* [Document excerpt]:
In the Summer of 2001, Plaintiff, Stephanie McIntosh-Luis ("McIntosh-Luis" or "Plaintiff"), applied and was selected for the position of Assistant Director of Operations ("ADO") at the United States Virgin Islands Department of Justice under then-governor Charles Turnbull. Plaintiff began her employment with the DOJ on October 19, 2001, with an initial salary of $41,500. The Notification of Personnel Action ("NOPA") that describes the employment relationship between the Government and Plaintiff indicates that the position was an "exempt" position. ECF No. 60, Ex. 21. Plaintiff signed a Memorandum dated July 10, 2001, electing to be placed in the exempt service. ECF No. 50-1 (Hermon Affidavit, Ex. 3). Plaintiff admits signing the Memorandum but testified that she was required to sign it. ECF No. 57 (Pl. Dep. at 13-14).

In a letter dated April 24, 2007, Governor Turnbull's successor, Defendant John P. DeJongh, Jr., notified Plaintiff that her employment with the Government was terminated effective May 11, 2007. ECF No. 50-1 (Hermon Aff., Ex. 4). The letter did not give a reason for the termination. See id. On May 25, 2007, Plaintiff filed an appeal of her termination with the Government of the Virgin Islands Public Employees Relations Board ("PERB") pursuant to 3 V.I. Code § 531. ECF No. 50-2 (PERB Decision and Order dated August 27, 2008). On or about August 27, 2008, the administrative judges at PERB held that there was no evidence of political discrimination on the part of the government. See id. The PERB also held that Plaintiff "should not have been labeled as an exempt employee, based on her job duties." Id. Plaintiff argues, inter alia, that she was fired because of her political affiliation with the opposing candidate for governor in violation of the First and Fourteenth Amendments to the United States Constitution and in breach of contract.

B. Procedural History

On May 6, 2009, Plaintiff filed her Complaint in this action against Defendants Government of the Virgin Islands Department of Justice and Governor John P. DeJongh, Jr. (Docket No. 1). Defendants filed an Answer to the Complaint on July 23, 2009. (Docket No. 7). On June 3, 2011, Defendants filed their Motion for Summary Judgment and supporting materials. (Docket Nos. 48-50). Plaintiff filed a Brief in Opposition and Response to Defendants' Statement of Undisputed Material Facts on July 29, 2011. (Docket Nos. 59-60). Plaintiff filed a Reply Brief on September 21, 2011. (Docket No. 64). The motion is now ripe for my review.

II. LEGAL ANALYSIS


A. Standard of Review

Summary judgment may only be granted if the pleadings, depositions, answers to interrogatories, and admissions on file, together with the affidavits, if any, show that there is no genuine issue as to any material fact and that the moving party is entitled to judgment as a matter of law. Fed. R. Civ. P. 56(a). Rule 56 mandates the entry of summary judgment, after adequate time for discovery and upon motion, against the party who fails to make a showing sufficient to establish the existence of an element essential to that party's case, and on which that party will bear the burden of proof at trial. Celotex Corp. v. Catrett, 477 U.S. 317, 322 (1986).

* [Aim]:
Can you extend the court opinion on Stephanie McIntosh-Luis's termination, starting right after the sentence that cites Celotex Corp. v. Catrett? The listing has no connection to the court opinion.

* [Source data]:
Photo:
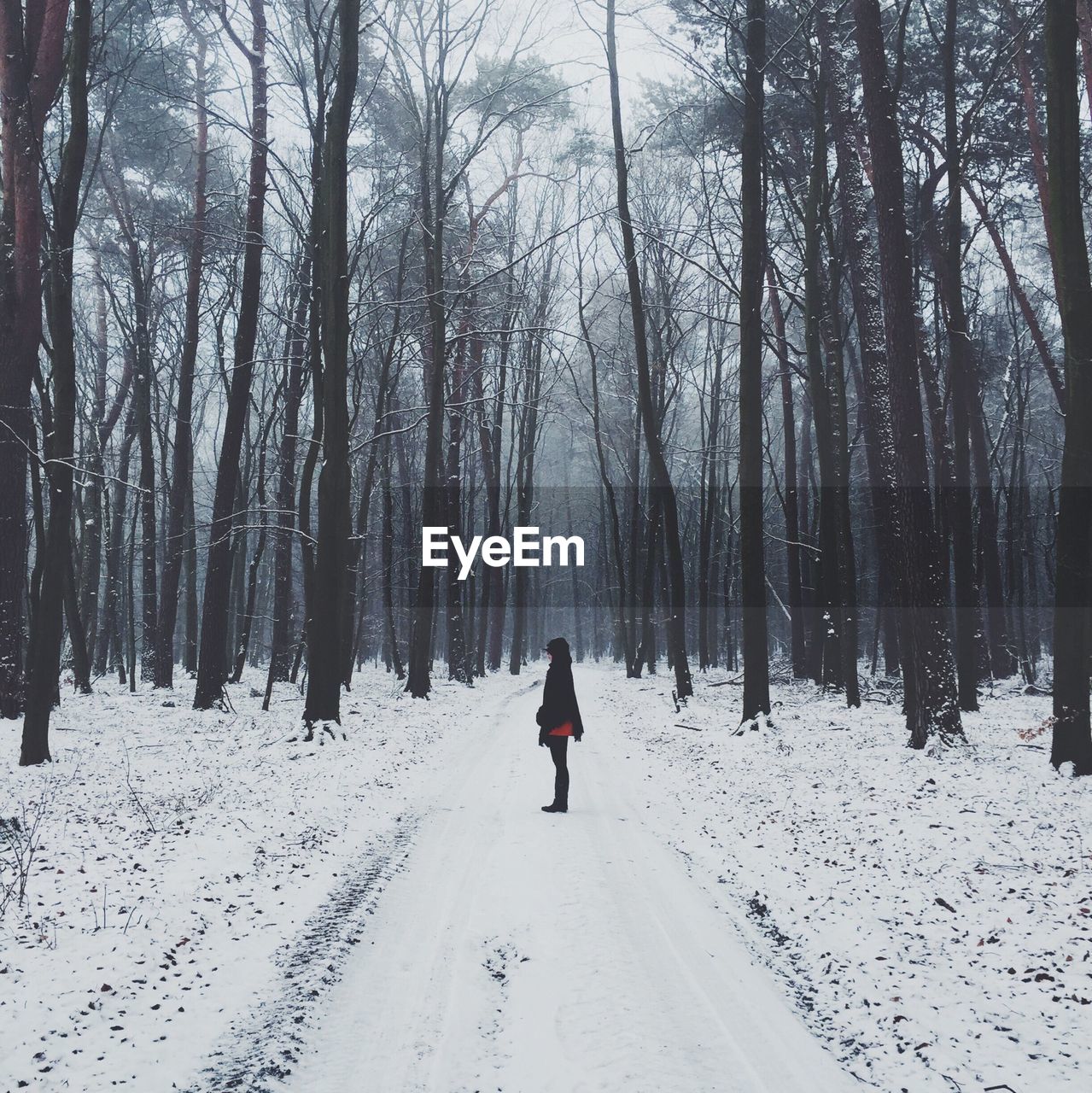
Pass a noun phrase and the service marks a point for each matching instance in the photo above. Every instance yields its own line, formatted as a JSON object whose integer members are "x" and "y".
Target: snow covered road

* [Exercise answer]:
In considering a motion for summary judgment, this Court must examine the facts in a light most favorable to the party opposing the motion. Int'l Raw Materials, Ltd. v. Stauffer Chem. Co., 898 F.2d 946, 949 (3d Cir. 1990). The burden is on the moving party to demonstrate that the evidence creates no genuine issue of material fact. Chipollini v. Spencer Gifts, Inc., 814 F.2d 893, 896 (3d Cir. 1987). The dispute is genuine if the evidence is such that a reasonable jury could return a verdict for the non-moving party. Anderson v. Liberty Lobby, Inc., 477 U.S. 242, 248 (1986). A fact is material when it might affect the outcome of the suit under the governing law. Id. Where the non-moving party will bear the burden of proof at trial, the party moving for summary judgment may meet its burden by showing that the evidentiary materials of record, if reduced to admissible evidence, would be insufficient to carry the non-movant's burden of proof at trial. Celotex. 477 U.S. at 322. Once the moving party satisfies its burden, the burden shifts to the non-moving party, who must go beyond its pleadings, and designate specific facts by the use of affidavits, depositions, admissions, or answers to interrogatories showing that there is a genuine issue for trial. Id. at 324. Summary judgment must therefore be granted "against a party who fails to make a showing sufficient to establish the existence of an element essential to that party's case, and on which that party will bear the burden of proof at trial." White v. Westinghouse Elec. Co., 862 F.2d 56, 59 (3d Cir. 1988) (quoting Celotex, 477 U.S. at 322).

With this standard in mind, I turn now to the issues of this case.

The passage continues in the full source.